**Selected text:**
================================
= 1865 in the United Kingdom =

Events from the year 1865 in the United Kingdom.

==Incumbents==
- Monarch – Victoria
- Prime Minister – Henry John Temple, 3rd Viscount Palmerston (Liberal) (until 18 October); John Russell, 1st Earl Russell (Liberal) (starting 29 October)

==Events==
- 3 March – Hong Kong and Shanghai Banking Corporation, founded by Scottish businessman Thomas Sutherland, begins operation in British Hong Kong.
- 4 April – official opening of Crossness Pumping Station, a major landmark in completion of the new London sewerage system designed by Joseph Bazalgette for the Metropolitan Board of Works.
- 28 May – the Mimosa sets sail, carrying Welsh emigrants to Patagonia.
- May – national outbreak of rinderpest in British cattle first appears in Islington; it continues until September 1867.
- June–August – Francis Galton formulates eugenics.
- 4 June – the lyrics of the hymn "Onward, Christian Soldiers", written by Sabine Baring-Gould as "Hymn for Procession with Cross and Banners", are first sung by children processing to St Peter's Church, Horbury, in the West Riding of Yorkshire.
- 7 June – Rednal rail crash in Shropshire: 13 killed, 30 injured.
- 9 June – Staplehurst rail crash in Kent: 10 killed, 49 injured; Charles Dickens is amongst the survivors.
- 25 June – James Hudson Taylor founds the China Inland Mission at Brighton.
- 26 June – Jumbo, a young male African elephant, arrives at London Zoo and becomes a popular attraction.
- 29 June – new Poor Law Act improves conditions in workhouses.
================================
**Given entries:**
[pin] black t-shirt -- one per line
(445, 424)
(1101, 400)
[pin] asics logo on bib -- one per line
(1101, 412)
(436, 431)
================================
**Tasks to perform:**
1. Which people are named in the Events section of the 1865 in the United Kingdom article?
2. According to the 1865 in the United Kingdom article, how many people were killed in the Staplehurst rail crash?
3. Continue the 1865 in the United Kingdom article from where it stops, adding further entries to its Events list.
None of the items above are needed here.

**Expected results:**
1. Thomas Sutherland, Joseph Bazalgette, Francis Galton, Sabine Baring-Gould, Charles Dickens, James Hudson Taylor

2. 10 people were killed.

3.
- 2 July – the Christian Mission, later renamed The Salvation Army, is founded in Whitechapel, London by William and Catherine Booth.
- 4 July – Lewis Carroll's children's book Alice's Adventures in Wonderland is published by Macmillan in London for Daresbury-born Oxford don Charles Lutwidge Dodgson (Carroll), three years after it was first narrated to Alice Liddell and her sisters. He and his illustrator, John Tenniel, withdraw this edition from UK distribution and the first trade editions are published on 26 November and released in December (dated 1866).
- 5 July
  - Speed limit in Britain originally introduced by the Locomotive Act 1861 is reduced by the Locomotives Act 1865 – becoming 2 mph in town and 4 mph in the country.
  - Legal case of St Helen's Smelting Co v Tipping decided in the House of Lords: a landowner is entitled to recover damages for harm done to his trees by fumes from a copper smelter.
- 14 July – a party led by Edward Whymper makes the first ascent of the Matterhorn.
- 23 July – the departs on a voyage to lay a transatlantic telegraph cable.
- 11–24 July – general election won by the Liberal Party led by Lord Palmerston.
- September – John Henry Walsh (writing as 'Stonehenge' in the magazine The Field) gives the first definition of a dog breed standard (for the pointer) based on physical form.
- 13 September – Gladiateur completes the English Triple Crown by finishing first in the 2,000 Guineas, Epsom Derby and St Leger.
- 28 September – Elizabeth Garrett Anderson becomes the first woman openly to qualify as a doctor in the UK, by licence from the Society of Apothecaries in London (which immediately amends its regulations in a way that prevents other women from following her example). By the end of the year, she establishes her own medical practice in the West End of London.
- 11 October – Morant Bay rebellion: An unsuccessful uprising against British rule at Morant Bay, Jamaica, is brutally suppressed with 400 rebels executed.
- 29 October – Lord John Russell becomes Prime Minister following the death of Lord Palmerston on 18 October.
- 6 November – American Civil War: Surrender to HMS Donegal at Liverpool of the Confederate commerce raider CSS Shenandoah.
- 11 November – Duar War with Bhutan ends with the Treaty of Sinchula, in which Bhutan cedes control of its southern passes to Britain in return for an annual subsidy.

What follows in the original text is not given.